WHAT THE EXERCISE ASKS: Render the part of the entries that opens with the line containing "Segment woman's other" and closes with the line containing "[329,197,429,417]", both ends included, as a JSON list of strings. Use one string per line, omit blank lines, and leave out all other lines.

*****

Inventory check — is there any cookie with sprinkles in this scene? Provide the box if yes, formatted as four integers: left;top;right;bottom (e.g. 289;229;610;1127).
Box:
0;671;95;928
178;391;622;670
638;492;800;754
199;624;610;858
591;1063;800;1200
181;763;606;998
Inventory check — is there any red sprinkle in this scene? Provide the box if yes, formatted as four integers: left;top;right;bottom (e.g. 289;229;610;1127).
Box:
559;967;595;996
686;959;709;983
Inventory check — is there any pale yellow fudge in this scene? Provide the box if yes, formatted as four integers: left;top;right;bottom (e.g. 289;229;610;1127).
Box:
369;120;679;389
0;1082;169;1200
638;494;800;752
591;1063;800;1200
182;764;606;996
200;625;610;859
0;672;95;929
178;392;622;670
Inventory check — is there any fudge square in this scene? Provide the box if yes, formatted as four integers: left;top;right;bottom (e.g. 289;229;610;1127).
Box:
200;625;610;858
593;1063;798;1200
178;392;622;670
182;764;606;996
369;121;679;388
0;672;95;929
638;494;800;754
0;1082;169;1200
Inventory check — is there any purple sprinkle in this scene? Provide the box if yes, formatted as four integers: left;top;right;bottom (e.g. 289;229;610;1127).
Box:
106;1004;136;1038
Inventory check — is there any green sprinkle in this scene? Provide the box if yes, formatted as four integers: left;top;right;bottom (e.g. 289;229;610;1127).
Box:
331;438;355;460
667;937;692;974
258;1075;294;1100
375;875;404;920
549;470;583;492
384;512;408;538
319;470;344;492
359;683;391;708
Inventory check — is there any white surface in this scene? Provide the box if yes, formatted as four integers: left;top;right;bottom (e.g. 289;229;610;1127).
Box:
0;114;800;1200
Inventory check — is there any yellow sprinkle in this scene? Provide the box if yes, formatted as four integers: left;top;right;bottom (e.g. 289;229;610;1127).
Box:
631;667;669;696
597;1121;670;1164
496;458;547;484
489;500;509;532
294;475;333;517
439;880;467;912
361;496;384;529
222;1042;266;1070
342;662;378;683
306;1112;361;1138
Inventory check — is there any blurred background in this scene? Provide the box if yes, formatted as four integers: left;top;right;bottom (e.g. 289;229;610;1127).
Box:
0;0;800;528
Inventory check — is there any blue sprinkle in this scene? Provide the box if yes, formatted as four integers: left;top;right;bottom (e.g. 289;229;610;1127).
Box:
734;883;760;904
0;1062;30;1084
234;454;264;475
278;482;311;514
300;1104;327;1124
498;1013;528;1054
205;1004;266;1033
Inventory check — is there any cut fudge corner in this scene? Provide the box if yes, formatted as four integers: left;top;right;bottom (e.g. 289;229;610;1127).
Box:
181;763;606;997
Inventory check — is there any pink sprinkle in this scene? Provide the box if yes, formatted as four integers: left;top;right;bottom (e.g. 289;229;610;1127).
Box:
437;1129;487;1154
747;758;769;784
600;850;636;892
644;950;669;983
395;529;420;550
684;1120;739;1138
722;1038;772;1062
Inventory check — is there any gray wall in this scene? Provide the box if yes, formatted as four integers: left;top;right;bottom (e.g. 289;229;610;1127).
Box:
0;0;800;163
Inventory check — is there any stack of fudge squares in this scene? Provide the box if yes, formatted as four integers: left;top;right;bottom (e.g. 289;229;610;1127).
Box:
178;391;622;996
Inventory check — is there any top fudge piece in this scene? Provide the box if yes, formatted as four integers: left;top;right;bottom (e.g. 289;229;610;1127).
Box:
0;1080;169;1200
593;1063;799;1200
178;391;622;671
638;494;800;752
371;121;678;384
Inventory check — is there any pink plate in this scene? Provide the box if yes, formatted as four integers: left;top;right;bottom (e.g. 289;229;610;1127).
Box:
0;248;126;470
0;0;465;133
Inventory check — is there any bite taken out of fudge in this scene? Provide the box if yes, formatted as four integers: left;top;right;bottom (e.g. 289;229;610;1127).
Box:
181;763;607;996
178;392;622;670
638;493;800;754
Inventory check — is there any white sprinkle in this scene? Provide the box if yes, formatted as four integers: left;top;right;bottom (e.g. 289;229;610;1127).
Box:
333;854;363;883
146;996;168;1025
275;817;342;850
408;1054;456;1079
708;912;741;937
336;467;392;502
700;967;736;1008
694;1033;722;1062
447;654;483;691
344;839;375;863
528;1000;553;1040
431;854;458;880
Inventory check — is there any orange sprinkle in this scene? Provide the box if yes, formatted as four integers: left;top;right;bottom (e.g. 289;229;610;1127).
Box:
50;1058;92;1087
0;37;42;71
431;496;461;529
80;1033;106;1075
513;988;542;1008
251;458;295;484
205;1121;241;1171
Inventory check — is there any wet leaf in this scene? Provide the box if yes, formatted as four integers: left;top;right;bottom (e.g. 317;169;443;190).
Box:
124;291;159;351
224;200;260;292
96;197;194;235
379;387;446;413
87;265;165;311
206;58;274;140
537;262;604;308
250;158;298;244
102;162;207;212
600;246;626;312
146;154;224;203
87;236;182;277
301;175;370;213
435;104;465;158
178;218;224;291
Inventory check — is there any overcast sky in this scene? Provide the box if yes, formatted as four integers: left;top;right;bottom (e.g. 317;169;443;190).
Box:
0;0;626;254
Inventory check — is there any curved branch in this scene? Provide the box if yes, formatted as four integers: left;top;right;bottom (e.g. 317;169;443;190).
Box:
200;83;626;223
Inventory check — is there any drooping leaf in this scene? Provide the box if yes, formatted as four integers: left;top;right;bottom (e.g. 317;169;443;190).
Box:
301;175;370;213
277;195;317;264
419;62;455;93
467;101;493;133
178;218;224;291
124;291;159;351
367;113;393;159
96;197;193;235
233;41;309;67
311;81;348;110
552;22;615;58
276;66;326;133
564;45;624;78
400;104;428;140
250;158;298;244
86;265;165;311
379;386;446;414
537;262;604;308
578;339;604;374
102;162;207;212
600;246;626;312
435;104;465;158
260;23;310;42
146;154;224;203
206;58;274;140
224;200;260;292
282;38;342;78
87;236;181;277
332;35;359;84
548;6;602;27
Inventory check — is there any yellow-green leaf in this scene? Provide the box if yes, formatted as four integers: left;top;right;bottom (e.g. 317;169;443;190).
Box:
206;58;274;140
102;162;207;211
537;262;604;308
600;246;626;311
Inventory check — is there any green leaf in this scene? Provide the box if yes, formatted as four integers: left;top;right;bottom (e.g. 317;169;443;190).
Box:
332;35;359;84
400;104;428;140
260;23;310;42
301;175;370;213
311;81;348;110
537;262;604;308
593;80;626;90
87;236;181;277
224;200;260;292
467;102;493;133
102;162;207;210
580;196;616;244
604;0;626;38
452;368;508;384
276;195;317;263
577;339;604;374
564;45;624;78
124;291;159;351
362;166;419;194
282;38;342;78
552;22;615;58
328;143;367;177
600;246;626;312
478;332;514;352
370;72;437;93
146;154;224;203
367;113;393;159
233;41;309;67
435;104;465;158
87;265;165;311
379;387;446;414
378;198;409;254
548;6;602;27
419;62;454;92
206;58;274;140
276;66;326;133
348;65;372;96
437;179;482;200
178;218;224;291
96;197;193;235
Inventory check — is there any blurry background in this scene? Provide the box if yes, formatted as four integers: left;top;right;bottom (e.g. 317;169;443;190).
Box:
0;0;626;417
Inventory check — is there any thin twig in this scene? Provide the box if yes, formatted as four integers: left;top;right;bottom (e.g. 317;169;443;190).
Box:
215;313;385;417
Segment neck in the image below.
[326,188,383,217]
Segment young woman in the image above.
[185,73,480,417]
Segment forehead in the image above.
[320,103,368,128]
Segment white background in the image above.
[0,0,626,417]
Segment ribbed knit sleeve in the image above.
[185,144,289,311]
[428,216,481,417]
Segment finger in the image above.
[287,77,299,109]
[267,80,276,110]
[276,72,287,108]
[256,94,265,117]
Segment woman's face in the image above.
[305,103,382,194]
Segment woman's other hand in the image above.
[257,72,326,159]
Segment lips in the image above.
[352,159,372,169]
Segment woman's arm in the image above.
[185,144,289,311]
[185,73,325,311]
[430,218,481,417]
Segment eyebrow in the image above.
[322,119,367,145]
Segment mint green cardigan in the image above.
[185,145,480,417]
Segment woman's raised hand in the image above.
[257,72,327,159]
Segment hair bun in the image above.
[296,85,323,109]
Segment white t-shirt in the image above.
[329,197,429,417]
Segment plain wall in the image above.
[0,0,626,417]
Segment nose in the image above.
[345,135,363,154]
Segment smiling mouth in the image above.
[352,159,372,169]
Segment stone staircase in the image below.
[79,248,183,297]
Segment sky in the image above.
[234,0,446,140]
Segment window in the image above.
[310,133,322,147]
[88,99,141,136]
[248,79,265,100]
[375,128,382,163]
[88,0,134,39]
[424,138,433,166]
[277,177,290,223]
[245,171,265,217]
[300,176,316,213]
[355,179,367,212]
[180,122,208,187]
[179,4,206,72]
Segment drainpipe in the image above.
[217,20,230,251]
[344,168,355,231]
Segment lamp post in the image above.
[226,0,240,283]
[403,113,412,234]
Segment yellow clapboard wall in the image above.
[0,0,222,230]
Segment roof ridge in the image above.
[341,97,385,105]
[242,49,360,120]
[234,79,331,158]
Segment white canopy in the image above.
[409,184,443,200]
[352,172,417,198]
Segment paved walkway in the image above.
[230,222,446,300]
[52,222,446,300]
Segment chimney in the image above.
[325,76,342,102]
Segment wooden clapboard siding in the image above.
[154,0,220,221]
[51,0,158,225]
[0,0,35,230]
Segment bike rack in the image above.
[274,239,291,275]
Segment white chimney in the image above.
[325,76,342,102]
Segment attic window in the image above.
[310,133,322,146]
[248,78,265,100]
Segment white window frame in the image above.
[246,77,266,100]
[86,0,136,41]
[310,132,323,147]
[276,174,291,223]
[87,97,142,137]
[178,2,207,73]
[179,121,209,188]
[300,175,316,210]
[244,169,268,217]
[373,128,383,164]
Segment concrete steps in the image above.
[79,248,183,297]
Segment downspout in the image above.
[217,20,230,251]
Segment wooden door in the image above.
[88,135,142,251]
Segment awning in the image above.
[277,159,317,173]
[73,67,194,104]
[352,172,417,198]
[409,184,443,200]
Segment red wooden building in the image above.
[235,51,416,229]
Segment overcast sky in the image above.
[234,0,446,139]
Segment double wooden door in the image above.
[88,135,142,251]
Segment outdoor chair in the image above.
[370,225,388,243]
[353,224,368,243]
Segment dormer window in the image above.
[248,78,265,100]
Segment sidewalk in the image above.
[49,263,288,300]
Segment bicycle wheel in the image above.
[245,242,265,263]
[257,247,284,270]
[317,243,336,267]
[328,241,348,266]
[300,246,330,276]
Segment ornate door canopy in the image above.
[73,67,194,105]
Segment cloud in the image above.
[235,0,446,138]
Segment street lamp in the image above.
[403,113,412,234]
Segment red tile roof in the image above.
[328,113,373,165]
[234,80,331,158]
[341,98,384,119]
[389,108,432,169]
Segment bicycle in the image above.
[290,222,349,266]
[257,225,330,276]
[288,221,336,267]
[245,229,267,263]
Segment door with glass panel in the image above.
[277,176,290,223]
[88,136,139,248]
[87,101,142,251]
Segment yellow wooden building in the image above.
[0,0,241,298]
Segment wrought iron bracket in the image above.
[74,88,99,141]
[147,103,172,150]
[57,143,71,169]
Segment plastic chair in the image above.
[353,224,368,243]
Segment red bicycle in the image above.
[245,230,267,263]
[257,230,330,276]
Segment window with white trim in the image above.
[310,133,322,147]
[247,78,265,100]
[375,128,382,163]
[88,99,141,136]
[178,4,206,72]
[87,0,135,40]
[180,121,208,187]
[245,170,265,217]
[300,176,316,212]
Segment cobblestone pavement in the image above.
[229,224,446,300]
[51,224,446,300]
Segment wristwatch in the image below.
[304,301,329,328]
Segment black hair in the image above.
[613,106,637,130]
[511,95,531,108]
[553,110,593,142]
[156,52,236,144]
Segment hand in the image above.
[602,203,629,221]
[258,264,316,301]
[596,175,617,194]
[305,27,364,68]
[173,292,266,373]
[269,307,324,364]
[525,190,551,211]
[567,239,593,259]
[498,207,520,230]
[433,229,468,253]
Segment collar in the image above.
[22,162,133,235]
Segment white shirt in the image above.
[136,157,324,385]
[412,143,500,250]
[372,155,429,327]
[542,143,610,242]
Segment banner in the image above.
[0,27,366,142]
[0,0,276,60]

*****

COMPLETE OUTPUT:
[
  "Segment woman's other hand in the image above.",
  "[257,72,326,159]",
  "Segment lips in the image above.",
  "[352,159,372,169]",
  "Segment woman's arm in the image above.",
  "[185,144,289,311]",
  "[185,73,325,311]",
  "[430,218,481,417]",
  "Segment eyebrow in the image above.",
  "[322,119,367,145]",
  "Segment mint green cardigan in the image above.",
  "[185,145,480,417]",
  "Segment woman's raised hand in the image above.",
  "[257,72,327,159]",
  "Segment hair bun in the image above.",
  "[296,85,323,109]",
  "Segment white t-shirt in the image above.",
  "[329,197,429,417]"
]